Assignment.
Set down exactly the lines running from the line with "the pig's snout" to the end of the listing below, both ends included.

----------------

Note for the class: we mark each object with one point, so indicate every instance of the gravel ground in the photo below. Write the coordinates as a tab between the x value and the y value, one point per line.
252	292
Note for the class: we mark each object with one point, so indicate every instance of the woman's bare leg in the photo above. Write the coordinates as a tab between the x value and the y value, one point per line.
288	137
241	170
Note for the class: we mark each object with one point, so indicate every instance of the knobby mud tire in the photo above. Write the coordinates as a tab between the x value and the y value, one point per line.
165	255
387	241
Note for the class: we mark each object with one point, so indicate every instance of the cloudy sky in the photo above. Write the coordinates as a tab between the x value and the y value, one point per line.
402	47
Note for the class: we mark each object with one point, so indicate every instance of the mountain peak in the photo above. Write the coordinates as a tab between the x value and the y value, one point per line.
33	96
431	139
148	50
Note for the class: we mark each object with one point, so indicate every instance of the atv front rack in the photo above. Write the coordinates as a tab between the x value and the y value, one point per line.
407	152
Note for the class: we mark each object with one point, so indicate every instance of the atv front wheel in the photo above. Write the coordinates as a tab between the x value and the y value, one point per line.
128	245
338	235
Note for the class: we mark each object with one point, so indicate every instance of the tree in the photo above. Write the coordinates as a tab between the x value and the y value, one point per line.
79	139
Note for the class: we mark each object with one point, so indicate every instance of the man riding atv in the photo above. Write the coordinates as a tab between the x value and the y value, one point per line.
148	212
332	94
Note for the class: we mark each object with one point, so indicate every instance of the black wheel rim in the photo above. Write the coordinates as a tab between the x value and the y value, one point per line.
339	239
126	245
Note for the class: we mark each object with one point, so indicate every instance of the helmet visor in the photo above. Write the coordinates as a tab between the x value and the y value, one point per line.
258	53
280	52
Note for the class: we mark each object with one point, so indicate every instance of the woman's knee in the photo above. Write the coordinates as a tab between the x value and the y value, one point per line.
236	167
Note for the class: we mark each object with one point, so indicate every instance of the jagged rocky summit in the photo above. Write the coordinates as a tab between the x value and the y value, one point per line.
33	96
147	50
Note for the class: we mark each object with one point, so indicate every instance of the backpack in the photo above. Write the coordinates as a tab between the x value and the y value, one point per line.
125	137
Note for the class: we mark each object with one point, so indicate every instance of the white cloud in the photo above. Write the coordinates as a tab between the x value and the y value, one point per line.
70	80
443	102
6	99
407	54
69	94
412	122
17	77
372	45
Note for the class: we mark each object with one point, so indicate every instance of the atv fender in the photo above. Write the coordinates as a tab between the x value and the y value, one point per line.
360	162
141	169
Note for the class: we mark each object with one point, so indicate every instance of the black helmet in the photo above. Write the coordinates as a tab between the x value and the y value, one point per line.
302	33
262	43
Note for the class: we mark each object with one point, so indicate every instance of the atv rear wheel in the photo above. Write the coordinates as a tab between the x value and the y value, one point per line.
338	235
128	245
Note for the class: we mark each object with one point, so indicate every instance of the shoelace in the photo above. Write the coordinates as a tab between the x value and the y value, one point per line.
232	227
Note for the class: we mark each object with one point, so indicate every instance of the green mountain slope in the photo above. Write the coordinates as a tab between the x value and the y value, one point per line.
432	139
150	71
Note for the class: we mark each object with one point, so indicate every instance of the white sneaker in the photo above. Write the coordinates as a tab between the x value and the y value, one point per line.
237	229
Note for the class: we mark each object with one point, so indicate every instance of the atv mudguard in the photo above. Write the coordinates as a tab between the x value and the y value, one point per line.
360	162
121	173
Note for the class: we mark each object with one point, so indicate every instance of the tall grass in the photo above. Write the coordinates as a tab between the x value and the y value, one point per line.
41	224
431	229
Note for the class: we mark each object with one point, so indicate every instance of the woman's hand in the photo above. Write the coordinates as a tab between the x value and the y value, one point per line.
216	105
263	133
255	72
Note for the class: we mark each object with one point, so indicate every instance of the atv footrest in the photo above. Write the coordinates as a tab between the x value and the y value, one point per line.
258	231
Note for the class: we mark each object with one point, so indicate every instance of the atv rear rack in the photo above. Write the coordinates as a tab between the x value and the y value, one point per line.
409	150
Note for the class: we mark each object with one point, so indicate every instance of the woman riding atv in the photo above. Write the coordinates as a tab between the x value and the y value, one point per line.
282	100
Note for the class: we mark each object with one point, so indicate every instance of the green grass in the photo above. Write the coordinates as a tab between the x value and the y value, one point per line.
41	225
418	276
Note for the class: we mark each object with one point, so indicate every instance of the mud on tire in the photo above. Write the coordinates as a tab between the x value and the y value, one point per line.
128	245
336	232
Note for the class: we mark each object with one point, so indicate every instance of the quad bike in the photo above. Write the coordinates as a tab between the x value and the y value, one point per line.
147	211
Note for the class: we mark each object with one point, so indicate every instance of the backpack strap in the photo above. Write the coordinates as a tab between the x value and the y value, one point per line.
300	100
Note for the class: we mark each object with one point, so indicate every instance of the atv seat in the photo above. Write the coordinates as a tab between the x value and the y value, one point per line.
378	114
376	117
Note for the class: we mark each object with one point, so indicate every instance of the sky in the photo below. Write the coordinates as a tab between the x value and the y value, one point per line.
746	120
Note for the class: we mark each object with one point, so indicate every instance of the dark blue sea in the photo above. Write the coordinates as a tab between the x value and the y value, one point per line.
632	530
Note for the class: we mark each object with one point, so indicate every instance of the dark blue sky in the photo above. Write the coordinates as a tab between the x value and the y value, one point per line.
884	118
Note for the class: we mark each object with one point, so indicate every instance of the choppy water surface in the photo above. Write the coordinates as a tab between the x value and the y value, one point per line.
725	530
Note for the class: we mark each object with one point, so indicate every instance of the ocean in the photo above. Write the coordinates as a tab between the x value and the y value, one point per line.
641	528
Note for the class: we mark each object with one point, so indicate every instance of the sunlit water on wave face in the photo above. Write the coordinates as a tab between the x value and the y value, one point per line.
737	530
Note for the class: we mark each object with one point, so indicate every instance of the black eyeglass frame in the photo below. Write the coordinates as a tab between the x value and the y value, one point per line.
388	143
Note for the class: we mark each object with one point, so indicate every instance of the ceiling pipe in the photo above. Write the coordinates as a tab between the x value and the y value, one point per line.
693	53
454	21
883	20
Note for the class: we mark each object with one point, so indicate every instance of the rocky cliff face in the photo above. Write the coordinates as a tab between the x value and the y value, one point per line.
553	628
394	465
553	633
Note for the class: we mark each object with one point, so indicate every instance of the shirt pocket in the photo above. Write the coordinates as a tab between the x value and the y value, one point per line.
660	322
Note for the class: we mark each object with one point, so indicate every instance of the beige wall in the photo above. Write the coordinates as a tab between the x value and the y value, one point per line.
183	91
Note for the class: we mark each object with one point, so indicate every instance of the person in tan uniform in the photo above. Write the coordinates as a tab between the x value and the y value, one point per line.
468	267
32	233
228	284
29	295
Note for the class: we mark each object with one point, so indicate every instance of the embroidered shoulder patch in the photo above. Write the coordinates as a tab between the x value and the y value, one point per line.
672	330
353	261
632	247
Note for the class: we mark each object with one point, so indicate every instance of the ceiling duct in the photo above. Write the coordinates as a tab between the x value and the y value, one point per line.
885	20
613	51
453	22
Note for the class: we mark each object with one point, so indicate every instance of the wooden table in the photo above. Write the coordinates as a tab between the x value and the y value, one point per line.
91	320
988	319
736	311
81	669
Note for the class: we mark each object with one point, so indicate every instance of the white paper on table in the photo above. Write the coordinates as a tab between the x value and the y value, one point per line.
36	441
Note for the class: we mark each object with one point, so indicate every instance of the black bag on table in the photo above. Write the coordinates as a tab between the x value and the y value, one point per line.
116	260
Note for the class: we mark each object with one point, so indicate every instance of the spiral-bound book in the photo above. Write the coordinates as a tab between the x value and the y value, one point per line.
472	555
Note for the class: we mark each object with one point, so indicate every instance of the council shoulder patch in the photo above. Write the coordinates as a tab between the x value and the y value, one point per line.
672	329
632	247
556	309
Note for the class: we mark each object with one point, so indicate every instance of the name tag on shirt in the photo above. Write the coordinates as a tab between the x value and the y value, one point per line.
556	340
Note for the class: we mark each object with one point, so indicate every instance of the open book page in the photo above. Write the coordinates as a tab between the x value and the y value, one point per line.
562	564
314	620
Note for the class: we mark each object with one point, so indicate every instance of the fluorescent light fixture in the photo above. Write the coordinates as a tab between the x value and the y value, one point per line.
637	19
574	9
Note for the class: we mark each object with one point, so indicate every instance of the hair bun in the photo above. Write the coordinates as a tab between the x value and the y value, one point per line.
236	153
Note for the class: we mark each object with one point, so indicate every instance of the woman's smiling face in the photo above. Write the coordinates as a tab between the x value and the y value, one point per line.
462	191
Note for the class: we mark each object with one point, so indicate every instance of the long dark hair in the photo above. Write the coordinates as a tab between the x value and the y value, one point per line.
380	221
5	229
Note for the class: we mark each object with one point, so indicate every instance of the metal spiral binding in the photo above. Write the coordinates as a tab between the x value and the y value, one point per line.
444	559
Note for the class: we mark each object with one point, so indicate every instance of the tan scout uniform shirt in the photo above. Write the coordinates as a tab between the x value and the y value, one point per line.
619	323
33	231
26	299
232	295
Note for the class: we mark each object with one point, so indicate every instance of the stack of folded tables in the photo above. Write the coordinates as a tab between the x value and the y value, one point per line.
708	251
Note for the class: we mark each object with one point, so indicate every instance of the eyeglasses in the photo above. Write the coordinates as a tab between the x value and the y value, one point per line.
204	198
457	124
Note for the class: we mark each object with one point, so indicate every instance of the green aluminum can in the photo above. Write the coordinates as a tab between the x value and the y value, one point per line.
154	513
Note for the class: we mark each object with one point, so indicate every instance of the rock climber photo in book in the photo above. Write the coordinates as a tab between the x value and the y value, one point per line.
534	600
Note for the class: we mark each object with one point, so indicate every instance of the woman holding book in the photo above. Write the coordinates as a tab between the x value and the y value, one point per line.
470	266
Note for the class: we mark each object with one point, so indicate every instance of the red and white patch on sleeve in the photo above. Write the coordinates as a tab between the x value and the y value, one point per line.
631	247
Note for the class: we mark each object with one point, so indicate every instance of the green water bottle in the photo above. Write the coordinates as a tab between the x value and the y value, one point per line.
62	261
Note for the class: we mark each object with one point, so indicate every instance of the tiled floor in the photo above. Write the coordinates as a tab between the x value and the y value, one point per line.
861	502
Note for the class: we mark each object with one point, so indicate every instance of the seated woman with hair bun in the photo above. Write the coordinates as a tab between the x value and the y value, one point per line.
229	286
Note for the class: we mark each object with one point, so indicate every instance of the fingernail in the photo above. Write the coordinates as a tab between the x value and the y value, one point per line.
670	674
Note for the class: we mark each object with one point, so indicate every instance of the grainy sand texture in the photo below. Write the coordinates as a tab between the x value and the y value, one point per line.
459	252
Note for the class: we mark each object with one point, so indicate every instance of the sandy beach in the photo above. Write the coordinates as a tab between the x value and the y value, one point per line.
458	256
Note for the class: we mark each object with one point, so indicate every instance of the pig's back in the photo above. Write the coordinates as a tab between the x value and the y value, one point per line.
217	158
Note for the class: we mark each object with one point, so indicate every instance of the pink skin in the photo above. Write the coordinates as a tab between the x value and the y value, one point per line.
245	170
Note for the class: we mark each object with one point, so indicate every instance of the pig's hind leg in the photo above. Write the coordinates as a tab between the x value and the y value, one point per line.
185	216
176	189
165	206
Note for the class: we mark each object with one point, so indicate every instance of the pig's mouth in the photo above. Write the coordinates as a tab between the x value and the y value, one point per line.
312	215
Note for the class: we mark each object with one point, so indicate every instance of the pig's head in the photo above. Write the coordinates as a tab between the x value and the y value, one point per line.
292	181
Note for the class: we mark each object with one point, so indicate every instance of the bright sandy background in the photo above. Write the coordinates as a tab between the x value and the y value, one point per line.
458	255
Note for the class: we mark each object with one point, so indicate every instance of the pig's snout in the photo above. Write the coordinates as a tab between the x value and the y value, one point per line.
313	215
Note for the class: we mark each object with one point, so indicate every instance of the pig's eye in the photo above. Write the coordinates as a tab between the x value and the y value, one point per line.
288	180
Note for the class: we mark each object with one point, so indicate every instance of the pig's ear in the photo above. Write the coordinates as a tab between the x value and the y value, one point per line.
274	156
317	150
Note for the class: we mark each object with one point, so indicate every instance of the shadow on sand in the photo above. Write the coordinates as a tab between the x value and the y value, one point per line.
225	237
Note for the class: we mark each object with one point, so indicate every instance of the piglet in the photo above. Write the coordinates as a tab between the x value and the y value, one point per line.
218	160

----------------

Task output.
Note for the class: we mark each object with one point, so indicate every instance of the pig's snout in the photo above. Write the coordinates as a tab between the x value and the y value, one point per line.
313	215
Note for the class: we mark each object with one point, so indicate every instance of the pig's eye in the photo above. Write the coordinates as a tab between the x value and the y value, one point per line.
288	180
Note for the class: we mark each object with one point, so indicate every instance of the pig's ear in the photo above. Write the coordinates as a tab between the x value and the y value, one point per line.
274	156
317	150
Note for the class: we mark each object with one point, so indicate every instance of the shadow on sand in the photo above. Write the coordinates as a tab between the x value and the y value, one point per line.
225	237
Note for the class: we mark each object with one point, so indicate every instance of the piglet in the photo above. Write the coordinates as a tab between the x value and the y value, one point per line.
218	160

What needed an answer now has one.